→ **SELECTED TEXT**
Chapter 12 Summary: “Over the River and Through the Woods”

Bone trudges through the rain to make one last stop in Au Sable: his grandmother’s apartment. His grandmother is thrilled to see him alive, too, but they quickly return to their old dynamic. In Bone’s view, his grandmother loves attention, and loves making everything about her, and Bone takes liberties with making fun of her about this and other things right under her nose.

Bone takes an antagonistic posture toward his grandmother, flopping on the couch while still wet and ignoring her to flip through TV channels. Bone realizes he’s still incredibly angry because he needs help but no one is capable of helping him. Everyone sees him as a problem to be solved or as a reflection of their failures. After watching MTV and ignoring his grandmother’s attempts to engage him in conversation, Bone gets up off the couch and pokes through the fridge. When she asks him if he wants some egg salad, he says what he really wants is $50. This scares her, and he backs off. She then mentions that he’s being cruel to her in the same way Bone’s biological father used to.

→ **WHAT YOU ARE ASKED TO DO**
Copy out the chapter summary about Bone's visit to his grandmother in full, word for word. The entries in this listing play no part in the work.

→ **Dataset entries**

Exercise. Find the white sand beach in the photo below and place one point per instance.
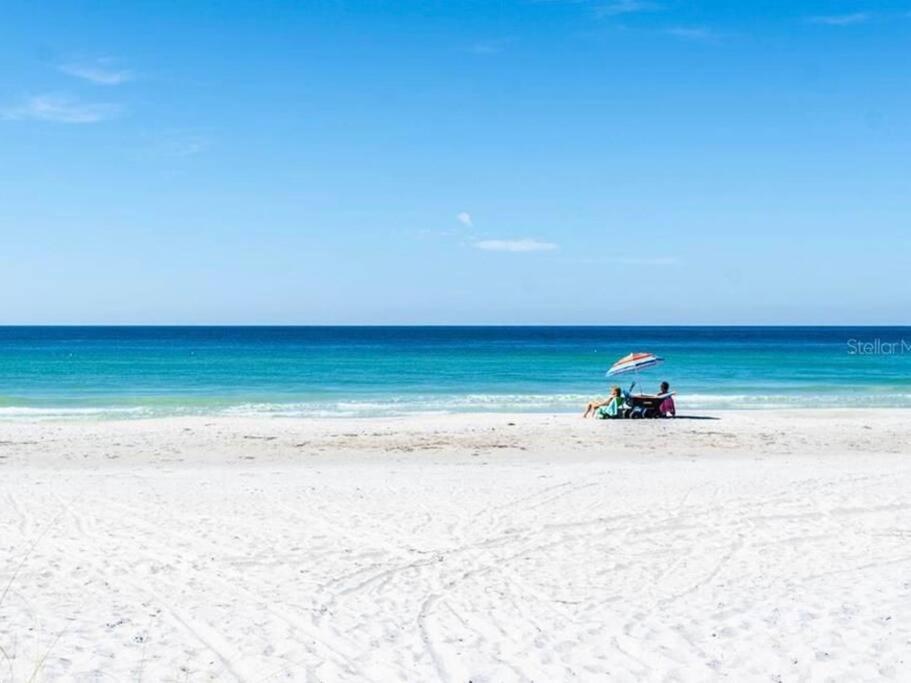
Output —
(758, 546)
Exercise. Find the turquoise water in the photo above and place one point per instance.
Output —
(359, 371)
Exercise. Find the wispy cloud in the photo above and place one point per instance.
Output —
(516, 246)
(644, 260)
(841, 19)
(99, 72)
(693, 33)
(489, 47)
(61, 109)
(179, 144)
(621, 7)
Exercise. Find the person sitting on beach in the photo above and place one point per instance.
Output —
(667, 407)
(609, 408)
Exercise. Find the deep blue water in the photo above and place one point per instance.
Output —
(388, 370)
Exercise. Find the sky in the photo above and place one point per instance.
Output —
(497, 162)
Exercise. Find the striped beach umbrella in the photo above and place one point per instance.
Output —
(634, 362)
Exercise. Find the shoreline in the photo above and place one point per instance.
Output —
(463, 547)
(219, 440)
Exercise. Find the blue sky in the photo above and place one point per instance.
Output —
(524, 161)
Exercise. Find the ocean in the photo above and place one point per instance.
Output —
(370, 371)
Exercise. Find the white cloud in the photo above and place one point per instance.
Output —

→ **EXERCISE ANSWER**
Chapter 12 Summary: “Over the River and Through the Woods”

Bone trudges through the rain to make one last stop in Au Sable: his grandmother’s apartment. His grandmother is thrilled to see him alive, too, but they quickly return to their old dynamic. In Bone’s view, his grandmother loves attention, and loves making everything about her, and Bone takes liberties with making fun of her about this and other things right under her nose.

Bone takes an antagonistic posture toward his grandmother, flopping on the couch while still wet and ignoring her to flip through TV channels. Bone realizes he’s still incredibly angry because he needs help but no one is capable of helping him. Everyone sees him as a problem to be solved or as a reflection of their failures. After watching MTV and ignoring his grandmother’s attempts to engage him in conversation, Bone gets up off the couch and pokes through the fridge. When she asks him if he wants some egg salad, he says what he really wants is $50. This scares her, and he backs off. She then mentions that he’s being cruel to her in the same way Bone’s biological father used to.